What you need to do —
Below is a block of records. Copy every line in it that contains the word "foot".

Input data —
================================

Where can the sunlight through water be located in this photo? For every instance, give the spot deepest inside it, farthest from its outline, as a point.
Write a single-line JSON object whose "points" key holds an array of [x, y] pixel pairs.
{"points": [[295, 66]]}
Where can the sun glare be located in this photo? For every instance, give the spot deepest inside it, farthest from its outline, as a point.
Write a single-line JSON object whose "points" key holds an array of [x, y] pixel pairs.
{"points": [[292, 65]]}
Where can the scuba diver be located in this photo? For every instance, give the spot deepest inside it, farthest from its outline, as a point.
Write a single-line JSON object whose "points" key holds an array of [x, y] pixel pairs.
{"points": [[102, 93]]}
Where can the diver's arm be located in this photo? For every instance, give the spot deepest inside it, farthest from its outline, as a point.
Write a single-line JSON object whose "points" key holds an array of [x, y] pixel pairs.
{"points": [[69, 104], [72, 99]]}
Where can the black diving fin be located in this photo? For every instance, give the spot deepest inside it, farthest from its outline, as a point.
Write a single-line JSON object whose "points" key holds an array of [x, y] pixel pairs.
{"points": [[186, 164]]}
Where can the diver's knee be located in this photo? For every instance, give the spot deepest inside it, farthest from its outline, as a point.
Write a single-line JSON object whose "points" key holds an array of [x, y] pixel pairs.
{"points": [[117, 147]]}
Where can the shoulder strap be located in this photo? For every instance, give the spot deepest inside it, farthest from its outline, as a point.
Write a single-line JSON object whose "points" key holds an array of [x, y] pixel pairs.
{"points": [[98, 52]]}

================================

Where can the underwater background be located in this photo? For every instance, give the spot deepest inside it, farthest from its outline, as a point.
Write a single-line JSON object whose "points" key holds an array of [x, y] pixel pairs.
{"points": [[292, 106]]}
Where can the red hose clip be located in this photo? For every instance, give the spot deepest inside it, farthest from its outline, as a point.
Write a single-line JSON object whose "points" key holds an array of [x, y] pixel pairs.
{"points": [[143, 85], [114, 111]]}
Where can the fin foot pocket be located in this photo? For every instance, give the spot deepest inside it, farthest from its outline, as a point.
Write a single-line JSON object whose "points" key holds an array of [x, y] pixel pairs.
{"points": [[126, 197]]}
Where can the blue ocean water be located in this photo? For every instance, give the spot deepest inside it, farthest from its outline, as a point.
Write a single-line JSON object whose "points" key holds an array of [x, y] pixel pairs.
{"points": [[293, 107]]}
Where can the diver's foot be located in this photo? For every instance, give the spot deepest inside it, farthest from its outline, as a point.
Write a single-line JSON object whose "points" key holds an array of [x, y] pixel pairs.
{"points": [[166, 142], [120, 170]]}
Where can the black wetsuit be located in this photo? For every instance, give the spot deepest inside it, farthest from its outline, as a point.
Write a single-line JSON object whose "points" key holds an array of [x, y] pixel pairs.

================================

Written solution —
Where can the fin foot pocket be located in this photo? For every instance, give the spot deepest inside it, farthest from its outline, as a point.
Where can the diver's foot be located in this photo? For every instance, give the spot deepest inside it, farthest from its outline, as a point.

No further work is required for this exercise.